Directive 1
In the velveting text, in which magazine did the writer come across the term "velveting"?

Velveting is a Chinese cooking technique used on chicken to ensure it stays moist during the cooking process. I "discovered" it about 14 years ago when I started cooking a lot of Asian food, but I didn't even know it had a name until this summer.
I'd been hunting cottontails, and I'd remembered this recipe for Cantonese Lemon Chicken in The Essential Asian Cookbook. Chicken breast never tasted juicier than it did with this recipe, so I thought it would be great for rabbit, because rabbit also dries out easily. Coincidentally, about a week later when I was reading the August/September issue of Saveur (whose logo, coincidentally, is a rabbit), I discovered the term "velveting."
Velveting is ridiculously simple, and an excellent way to ensure bite-sized pieces of white meat retain their juices - not only for immediate consumption, but after re-heating as well. You can also add any flavor you want - it doesn't have to be Asian.

Material
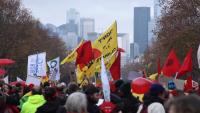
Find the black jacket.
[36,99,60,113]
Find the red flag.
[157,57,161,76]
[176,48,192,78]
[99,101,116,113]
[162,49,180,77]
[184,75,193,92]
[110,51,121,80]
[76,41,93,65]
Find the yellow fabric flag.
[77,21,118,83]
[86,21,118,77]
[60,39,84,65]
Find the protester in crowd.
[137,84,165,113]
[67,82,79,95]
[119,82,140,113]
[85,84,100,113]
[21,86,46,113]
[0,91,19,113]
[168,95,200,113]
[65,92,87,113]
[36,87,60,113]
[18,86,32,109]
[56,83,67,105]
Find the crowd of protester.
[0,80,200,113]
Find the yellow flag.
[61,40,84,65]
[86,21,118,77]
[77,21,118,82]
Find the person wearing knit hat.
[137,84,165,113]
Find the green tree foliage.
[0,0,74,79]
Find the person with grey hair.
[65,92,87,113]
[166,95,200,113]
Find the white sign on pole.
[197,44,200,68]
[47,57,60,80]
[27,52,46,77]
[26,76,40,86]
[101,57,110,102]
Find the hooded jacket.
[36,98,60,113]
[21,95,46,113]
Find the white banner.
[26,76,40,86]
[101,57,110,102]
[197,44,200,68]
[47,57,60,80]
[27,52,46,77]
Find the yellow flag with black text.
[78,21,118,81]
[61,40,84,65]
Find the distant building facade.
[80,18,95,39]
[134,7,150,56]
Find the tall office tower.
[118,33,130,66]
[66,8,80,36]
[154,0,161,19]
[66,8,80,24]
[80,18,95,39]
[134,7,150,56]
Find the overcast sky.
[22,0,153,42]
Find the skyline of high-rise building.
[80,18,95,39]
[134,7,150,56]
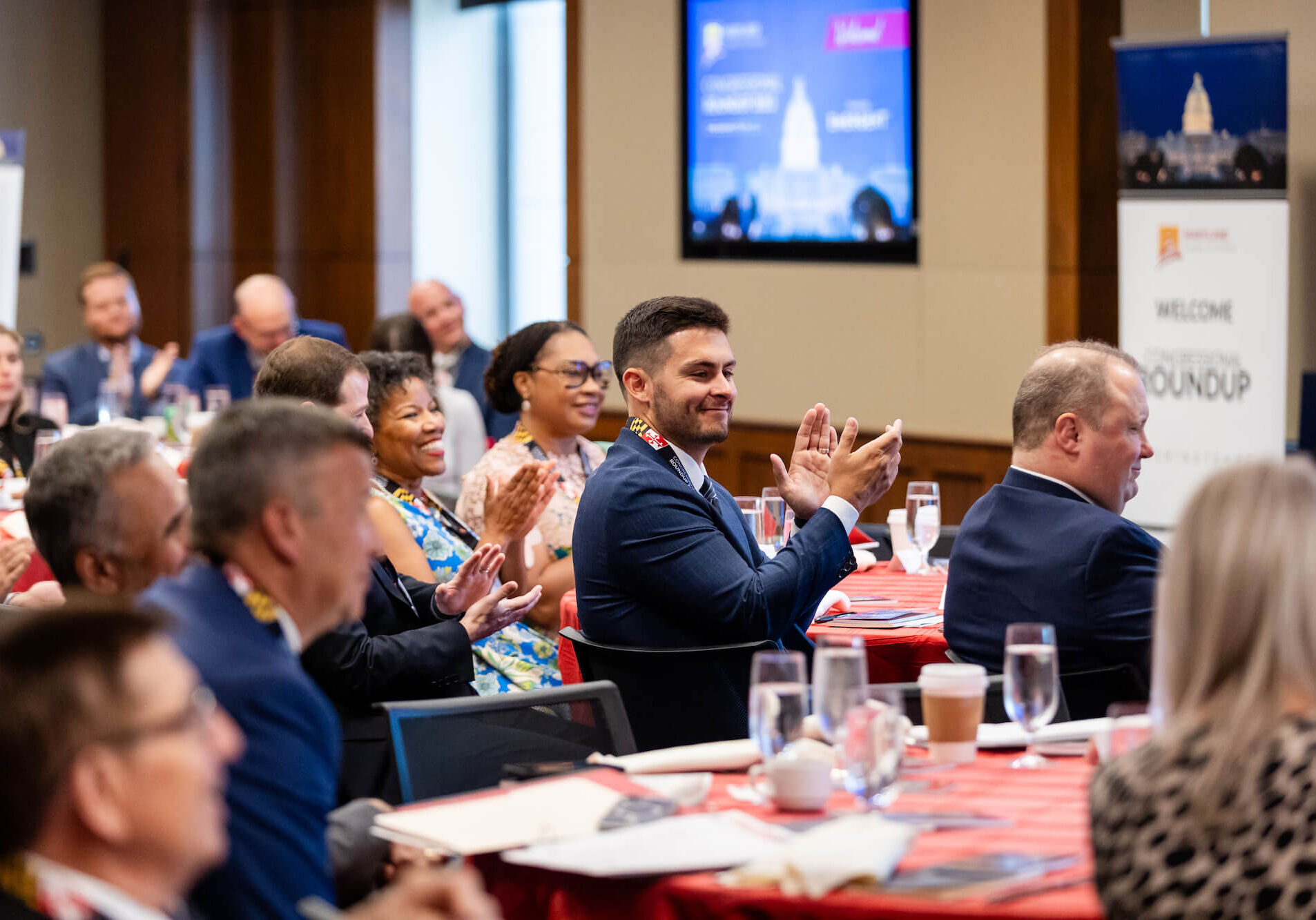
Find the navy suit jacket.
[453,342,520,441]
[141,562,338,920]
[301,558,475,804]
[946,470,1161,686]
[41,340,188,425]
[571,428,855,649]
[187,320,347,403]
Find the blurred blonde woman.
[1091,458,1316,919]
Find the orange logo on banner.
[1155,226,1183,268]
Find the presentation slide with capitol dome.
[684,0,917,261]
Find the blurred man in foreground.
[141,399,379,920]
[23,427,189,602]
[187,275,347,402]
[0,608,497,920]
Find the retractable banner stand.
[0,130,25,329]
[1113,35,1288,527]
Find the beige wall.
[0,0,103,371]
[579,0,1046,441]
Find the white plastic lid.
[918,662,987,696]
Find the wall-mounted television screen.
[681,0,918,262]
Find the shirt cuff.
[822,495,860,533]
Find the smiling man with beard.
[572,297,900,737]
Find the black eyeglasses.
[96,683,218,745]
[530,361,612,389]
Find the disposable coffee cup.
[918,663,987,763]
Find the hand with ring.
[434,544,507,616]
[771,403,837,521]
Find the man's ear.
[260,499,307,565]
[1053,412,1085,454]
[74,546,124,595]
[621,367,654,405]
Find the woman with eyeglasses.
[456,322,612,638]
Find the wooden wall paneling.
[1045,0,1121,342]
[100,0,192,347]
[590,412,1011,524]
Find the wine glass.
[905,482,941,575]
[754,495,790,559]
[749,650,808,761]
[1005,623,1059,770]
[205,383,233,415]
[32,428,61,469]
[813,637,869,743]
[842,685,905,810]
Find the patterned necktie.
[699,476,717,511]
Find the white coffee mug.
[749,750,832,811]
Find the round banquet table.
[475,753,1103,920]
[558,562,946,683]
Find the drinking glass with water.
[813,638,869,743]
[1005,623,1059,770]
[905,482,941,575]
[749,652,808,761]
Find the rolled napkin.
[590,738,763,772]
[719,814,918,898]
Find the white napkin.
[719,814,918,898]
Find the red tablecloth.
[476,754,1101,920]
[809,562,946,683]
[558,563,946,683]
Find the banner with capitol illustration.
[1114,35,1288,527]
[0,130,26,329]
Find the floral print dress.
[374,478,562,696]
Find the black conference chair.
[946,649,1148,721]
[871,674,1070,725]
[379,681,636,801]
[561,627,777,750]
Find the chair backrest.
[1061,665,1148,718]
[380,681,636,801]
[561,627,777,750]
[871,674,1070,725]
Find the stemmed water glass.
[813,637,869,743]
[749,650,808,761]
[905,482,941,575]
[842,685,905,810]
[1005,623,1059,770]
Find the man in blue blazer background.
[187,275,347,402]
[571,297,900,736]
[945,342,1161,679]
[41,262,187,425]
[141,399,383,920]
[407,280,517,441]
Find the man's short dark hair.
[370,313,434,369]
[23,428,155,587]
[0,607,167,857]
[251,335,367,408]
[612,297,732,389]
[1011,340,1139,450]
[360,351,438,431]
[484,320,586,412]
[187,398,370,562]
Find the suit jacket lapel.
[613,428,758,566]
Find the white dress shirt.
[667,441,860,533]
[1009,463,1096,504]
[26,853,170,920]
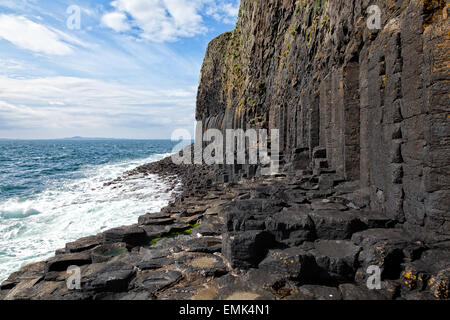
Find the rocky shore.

Directive 2
Print the lines of the records unchanged, beginning at the line that contains "Find the white banner." and stopping after the line that contains "[918,663,987,763]". Leave the pictures out.

Full answer 1
Saveur, in its August/September issue.

Full answer 2
Find the white banner.
[26,76,40,86]
[101,57,110,102]
[197,44,200,68]
[47,57,60,80]
[27,52,46,77]
Find the yellow flag with black text.
[78,21,118,81]
[61,40,84,65]
Find the distant building facade.
[80,18,95,39]
[134,7,150,56]
Find the tall office tower.
[118,33,130,66]
[66,8,80,36]
[154,0,161,19]
[66,8,80,24]
[80,18,95,39]
[134,7,150,56]
Find the overcast sky.
[22,0,153,42]
Find the skyline of high-rise building.
[80,18,95,39]
[134,7,150,56]
Find the navy suit jacket.
[453,342,520,441]
[141,562,338,920]
[301,558,475,804]
[946,470,1161,686]
[41,340,188,425]
[571,428,855,649]
[187,320,347,403]
Find the blurred blonde woman.
[1091,458,1316,919]
Find the orange logo on banner.
[1155,226,1183,268]
Find the presentation slide with capitol dome.
[684,0,917,261]
Find the blurred man in foreground.
[141,399,379,920]
[23,427,189,602]
[187,275,347,402]
[0,608,497,920]
Find the retractable banner stand.
[0,130,25,329]
[1113,35,1288,527]
Find the beige wall.
[0,0,103,371]
[579,0,1046,441]
Find the white plastic lid.
[918,662,987,696]
Find the wall-mounted television screen.
[681,0,918,262]
Find the shirt cuff.
[822,495,860,533]
Find the smiling man with beard.
[572,297,900,737]
Find the black eyeglasses.
[96,683,218,745]
[530,361,612,389]
Find the disposable coffee cup.
[918,663,987,763]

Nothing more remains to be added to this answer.